- How to complete this task -
From the line with "Segment every instance of the horizon." through the line with "Segment every instance of the cloud.", inclusive, return each line of the data below exactly and leave the rest out.

-- Opening Marker --

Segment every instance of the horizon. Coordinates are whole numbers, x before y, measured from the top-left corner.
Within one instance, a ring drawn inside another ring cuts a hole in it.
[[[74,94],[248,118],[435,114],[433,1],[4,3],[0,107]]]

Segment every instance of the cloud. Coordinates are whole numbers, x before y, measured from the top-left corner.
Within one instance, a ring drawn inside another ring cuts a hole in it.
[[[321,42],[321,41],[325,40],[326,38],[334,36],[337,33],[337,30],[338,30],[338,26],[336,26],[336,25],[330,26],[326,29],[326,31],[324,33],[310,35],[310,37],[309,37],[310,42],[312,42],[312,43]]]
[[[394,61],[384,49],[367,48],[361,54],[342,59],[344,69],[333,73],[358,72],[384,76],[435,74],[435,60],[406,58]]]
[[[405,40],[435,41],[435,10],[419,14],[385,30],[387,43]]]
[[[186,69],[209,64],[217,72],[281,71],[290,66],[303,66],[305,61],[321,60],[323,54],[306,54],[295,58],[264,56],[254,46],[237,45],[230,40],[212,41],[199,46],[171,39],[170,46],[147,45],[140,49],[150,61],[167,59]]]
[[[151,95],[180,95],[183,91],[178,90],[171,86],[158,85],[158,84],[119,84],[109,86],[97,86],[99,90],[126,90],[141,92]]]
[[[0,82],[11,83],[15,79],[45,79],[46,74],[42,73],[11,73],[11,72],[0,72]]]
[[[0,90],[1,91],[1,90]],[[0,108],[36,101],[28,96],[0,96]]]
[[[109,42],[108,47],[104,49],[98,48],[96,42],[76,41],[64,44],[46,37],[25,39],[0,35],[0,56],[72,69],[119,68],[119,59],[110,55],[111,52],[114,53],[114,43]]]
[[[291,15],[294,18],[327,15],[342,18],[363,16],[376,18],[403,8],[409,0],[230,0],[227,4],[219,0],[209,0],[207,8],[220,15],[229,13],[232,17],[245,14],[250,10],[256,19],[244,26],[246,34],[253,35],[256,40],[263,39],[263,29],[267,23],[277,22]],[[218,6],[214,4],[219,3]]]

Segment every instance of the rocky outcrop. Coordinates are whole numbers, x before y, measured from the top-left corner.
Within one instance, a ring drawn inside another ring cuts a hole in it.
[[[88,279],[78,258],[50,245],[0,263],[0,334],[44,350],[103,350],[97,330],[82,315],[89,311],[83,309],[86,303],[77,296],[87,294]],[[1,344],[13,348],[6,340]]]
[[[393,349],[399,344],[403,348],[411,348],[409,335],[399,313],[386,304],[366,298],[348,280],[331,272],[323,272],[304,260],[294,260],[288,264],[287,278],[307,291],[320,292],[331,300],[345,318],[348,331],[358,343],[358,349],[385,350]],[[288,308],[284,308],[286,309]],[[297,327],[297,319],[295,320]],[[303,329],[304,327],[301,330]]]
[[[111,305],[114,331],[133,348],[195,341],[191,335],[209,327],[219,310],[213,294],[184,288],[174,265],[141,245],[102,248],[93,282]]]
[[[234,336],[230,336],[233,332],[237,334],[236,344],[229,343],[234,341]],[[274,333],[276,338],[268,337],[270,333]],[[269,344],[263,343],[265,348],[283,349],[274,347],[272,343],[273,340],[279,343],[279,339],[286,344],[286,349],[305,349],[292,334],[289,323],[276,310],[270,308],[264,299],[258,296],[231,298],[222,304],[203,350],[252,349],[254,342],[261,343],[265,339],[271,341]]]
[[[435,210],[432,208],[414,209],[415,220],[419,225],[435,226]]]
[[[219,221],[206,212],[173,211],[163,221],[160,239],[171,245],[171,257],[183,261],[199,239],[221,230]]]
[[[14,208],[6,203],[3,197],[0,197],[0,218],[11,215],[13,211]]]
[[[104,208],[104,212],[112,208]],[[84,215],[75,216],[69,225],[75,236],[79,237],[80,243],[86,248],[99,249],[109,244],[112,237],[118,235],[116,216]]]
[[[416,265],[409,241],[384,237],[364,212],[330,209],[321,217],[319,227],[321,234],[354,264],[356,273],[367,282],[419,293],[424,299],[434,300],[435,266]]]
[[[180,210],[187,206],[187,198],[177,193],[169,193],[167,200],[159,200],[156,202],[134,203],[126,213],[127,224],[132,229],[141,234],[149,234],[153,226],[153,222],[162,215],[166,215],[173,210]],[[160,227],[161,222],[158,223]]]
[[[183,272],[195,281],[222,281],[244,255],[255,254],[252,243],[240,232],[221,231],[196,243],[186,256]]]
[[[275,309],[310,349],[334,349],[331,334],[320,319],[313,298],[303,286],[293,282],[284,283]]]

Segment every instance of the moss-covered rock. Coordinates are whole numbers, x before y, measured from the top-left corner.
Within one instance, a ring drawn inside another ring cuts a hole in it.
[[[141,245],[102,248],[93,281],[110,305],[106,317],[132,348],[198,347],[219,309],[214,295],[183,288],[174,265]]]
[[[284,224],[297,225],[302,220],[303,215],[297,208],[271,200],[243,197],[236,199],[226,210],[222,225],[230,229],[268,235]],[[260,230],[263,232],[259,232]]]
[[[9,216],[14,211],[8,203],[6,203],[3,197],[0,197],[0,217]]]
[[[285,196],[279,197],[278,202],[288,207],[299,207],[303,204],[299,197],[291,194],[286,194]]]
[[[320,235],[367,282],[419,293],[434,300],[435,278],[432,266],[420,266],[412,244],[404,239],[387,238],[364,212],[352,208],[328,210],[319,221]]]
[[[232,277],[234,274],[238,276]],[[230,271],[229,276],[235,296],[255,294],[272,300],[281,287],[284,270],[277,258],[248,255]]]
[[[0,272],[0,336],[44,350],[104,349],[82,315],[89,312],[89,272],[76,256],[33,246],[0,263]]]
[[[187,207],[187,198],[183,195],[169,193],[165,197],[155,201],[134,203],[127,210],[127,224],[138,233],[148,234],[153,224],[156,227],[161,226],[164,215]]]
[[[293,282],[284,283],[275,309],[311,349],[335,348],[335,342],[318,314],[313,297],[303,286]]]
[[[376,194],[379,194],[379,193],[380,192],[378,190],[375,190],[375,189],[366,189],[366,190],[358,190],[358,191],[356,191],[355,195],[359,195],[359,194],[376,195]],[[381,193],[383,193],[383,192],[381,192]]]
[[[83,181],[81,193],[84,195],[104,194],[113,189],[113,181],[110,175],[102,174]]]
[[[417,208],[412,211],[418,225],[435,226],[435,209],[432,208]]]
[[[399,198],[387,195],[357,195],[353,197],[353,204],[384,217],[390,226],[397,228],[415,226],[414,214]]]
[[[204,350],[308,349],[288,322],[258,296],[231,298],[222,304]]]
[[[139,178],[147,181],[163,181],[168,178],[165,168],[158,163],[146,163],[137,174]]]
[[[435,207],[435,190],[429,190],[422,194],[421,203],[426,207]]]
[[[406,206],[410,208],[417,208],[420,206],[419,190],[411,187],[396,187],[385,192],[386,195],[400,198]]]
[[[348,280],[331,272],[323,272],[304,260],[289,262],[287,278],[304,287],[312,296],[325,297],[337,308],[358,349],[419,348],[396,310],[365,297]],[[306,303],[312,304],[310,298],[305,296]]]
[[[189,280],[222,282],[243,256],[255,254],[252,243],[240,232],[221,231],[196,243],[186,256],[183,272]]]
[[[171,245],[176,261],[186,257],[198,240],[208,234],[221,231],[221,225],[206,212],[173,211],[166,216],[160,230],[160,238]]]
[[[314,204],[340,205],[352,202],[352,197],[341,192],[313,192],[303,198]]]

-- Closing Marker --
-- Opening Marker --

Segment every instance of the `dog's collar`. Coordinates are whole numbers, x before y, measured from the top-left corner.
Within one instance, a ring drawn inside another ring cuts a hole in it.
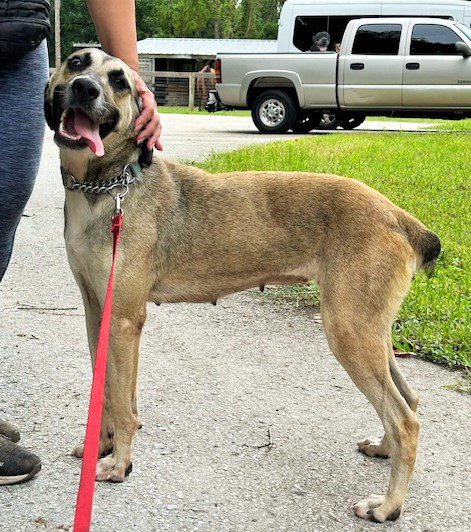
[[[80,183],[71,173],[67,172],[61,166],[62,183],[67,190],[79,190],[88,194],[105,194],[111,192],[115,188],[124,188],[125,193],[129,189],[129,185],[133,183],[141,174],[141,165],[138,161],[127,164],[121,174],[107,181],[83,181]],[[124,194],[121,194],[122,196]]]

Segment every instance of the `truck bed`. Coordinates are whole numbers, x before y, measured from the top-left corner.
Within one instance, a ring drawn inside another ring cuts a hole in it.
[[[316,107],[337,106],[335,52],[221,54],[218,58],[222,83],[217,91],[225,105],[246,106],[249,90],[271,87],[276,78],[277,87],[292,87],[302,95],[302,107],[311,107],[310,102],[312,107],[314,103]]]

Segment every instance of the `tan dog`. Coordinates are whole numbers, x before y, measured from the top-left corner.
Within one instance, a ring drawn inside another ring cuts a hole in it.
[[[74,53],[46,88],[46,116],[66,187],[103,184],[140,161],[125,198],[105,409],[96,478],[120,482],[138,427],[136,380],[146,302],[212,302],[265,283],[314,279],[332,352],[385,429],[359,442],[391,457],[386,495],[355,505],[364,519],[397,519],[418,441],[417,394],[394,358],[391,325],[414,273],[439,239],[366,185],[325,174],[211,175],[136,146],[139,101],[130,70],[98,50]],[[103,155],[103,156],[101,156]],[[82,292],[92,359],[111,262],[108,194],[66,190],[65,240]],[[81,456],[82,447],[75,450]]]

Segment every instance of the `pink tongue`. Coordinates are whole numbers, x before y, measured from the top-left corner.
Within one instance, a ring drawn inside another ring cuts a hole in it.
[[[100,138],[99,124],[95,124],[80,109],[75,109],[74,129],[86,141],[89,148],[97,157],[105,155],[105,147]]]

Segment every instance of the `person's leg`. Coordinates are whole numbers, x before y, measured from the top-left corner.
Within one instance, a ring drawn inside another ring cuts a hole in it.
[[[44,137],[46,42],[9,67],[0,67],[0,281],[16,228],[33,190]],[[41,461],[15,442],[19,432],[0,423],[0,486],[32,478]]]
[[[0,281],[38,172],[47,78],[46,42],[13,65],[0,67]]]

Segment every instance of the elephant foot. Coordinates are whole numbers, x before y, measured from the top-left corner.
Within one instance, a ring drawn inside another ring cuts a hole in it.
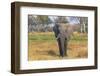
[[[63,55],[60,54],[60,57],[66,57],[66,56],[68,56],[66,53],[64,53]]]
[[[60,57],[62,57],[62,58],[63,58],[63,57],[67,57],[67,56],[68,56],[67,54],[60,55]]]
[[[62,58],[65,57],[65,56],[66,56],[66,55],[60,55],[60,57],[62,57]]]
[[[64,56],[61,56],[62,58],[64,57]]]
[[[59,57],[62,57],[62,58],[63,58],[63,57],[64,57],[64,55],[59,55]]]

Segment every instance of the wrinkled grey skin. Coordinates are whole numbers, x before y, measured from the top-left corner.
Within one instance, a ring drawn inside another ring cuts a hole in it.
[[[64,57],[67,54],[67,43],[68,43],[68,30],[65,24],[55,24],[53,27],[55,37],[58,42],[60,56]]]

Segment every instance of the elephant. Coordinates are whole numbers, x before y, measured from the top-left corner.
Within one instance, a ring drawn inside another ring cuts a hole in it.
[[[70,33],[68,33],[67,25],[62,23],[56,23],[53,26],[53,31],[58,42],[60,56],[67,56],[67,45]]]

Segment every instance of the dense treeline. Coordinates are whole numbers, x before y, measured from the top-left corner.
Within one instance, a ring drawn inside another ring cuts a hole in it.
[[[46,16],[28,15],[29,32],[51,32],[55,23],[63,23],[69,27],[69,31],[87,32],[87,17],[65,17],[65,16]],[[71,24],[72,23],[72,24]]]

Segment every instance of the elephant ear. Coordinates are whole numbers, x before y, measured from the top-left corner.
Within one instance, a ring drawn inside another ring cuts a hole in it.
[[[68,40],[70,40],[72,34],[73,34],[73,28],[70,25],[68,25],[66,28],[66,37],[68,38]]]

-- Closing Marker --

- Worked solution -
Segment every instance of the horizon. Coordinates are whole numbers, x before y, measured from the top-left corner.
Within one instance, a ring drawn inside another ring cuts a hole in it.
[[[74,94],[248,118],[435,114],[433,1],[4,3],[0,107]]]

Segment every instance of the cloud. Coordinates are whole numbers, x before y, measured from the top-left corner.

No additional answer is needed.